:: INPUT MATERIAL

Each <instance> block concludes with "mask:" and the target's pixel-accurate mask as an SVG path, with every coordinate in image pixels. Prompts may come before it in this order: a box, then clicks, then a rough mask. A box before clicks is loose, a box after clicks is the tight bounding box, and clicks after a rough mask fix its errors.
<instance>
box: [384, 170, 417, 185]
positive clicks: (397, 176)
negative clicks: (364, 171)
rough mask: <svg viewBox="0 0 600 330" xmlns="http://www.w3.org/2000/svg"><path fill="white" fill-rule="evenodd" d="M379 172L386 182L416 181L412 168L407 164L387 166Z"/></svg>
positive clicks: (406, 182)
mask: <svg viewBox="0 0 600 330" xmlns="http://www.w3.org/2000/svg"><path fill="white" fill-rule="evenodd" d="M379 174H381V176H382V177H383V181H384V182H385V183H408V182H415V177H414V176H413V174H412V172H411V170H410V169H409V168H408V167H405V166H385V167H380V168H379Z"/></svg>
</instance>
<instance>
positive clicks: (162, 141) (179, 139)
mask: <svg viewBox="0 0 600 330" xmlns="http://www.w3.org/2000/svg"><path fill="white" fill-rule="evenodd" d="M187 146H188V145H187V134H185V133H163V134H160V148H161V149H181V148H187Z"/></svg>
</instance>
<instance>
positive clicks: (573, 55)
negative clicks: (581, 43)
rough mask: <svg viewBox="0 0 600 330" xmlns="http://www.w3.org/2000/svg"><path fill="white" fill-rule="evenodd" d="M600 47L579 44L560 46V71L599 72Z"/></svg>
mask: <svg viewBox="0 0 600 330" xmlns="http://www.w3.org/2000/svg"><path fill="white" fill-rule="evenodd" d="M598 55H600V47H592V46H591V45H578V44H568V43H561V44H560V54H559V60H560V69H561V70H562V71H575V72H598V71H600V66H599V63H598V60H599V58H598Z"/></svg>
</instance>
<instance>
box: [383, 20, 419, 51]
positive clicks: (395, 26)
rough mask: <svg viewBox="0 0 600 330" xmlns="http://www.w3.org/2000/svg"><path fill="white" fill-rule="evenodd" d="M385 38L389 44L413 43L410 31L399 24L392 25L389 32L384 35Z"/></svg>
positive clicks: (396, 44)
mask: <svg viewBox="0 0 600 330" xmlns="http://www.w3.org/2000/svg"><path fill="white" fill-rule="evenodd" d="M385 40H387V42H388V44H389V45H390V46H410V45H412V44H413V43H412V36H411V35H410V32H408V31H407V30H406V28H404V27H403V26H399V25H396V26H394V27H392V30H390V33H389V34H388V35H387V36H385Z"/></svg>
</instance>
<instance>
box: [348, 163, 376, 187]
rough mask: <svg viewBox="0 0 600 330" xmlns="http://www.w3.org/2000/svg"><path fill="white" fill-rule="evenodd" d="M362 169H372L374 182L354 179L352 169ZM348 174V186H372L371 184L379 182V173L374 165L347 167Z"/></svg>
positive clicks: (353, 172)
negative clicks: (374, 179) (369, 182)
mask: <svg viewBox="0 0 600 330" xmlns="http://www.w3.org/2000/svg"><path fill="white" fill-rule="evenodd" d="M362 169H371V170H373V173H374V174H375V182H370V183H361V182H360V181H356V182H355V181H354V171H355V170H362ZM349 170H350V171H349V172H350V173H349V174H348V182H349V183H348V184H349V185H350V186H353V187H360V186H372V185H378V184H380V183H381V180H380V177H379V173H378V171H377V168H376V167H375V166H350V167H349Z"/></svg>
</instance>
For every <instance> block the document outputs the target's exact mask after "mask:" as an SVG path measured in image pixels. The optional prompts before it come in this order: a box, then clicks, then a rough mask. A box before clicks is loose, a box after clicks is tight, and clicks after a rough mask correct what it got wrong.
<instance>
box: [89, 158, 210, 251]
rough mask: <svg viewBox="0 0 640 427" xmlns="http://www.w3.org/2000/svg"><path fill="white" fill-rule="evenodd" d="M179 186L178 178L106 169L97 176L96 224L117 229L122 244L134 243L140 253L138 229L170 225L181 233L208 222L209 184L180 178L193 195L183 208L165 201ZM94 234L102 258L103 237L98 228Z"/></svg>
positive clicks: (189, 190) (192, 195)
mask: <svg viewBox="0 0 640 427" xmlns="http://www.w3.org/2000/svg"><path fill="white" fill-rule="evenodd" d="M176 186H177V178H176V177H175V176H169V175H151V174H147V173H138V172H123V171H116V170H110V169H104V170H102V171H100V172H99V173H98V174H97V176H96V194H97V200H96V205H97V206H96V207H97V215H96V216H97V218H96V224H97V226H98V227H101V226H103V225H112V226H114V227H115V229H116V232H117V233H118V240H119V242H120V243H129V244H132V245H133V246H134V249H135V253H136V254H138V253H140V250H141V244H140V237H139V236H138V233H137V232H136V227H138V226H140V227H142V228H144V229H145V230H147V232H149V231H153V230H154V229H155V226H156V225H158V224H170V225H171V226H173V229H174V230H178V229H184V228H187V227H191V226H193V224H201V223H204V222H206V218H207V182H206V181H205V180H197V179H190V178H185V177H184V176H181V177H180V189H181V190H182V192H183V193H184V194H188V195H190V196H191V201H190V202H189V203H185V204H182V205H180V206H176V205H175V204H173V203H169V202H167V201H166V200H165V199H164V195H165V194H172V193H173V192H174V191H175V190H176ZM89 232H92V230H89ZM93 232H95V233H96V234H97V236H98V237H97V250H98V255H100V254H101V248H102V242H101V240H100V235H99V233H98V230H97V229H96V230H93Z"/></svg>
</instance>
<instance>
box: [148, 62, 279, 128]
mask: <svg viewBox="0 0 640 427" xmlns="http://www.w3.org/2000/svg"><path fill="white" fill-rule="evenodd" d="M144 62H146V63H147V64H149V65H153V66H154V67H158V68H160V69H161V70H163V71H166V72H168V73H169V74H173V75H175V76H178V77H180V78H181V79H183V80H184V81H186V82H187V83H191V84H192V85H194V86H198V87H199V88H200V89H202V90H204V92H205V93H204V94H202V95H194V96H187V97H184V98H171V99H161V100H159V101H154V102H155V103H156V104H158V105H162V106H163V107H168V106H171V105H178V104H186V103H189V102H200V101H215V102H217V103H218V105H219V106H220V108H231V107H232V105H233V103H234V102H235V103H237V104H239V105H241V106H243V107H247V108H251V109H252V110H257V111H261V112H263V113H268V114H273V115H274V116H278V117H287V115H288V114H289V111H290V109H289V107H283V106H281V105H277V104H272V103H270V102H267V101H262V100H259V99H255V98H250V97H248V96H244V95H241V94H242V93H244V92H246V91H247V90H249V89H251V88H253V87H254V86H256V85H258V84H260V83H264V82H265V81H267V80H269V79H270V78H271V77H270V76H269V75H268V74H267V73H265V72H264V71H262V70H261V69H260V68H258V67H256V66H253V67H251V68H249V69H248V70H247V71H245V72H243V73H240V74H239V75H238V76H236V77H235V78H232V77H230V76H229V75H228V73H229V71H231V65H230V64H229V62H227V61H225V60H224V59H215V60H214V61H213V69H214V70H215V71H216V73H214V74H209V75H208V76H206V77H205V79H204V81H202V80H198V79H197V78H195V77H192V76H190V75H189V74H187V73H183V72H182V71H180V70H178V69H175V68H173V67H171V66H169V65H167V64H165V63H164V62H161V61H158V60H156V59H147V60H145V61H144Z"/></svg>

::::

» **AIM OF THE TASK**
Within the data above, filter for lines containing the word "order" and copy each one.

» **RESULT**
Each <instance> block concludes with "mask:" and the target's pixel-accurate mask as an SVG path, with every coordinate in image pixels. Prompts may come before it in this order: a box, then clicks, then a rough mask. A box before clicks is loose, a box after clicks is the tight bounding box, and clicks after a rough mask fix its errors.
For every <instance> block the document outputs the target's exact mask after "mask:" as an SVG path measured in image pixels. The optional prompts before it come in this order: a box, then clicks, then a rough mask. A box before clicks is loose, a box after clicks is tight, and clicks after a rough mask correct what it got wrong.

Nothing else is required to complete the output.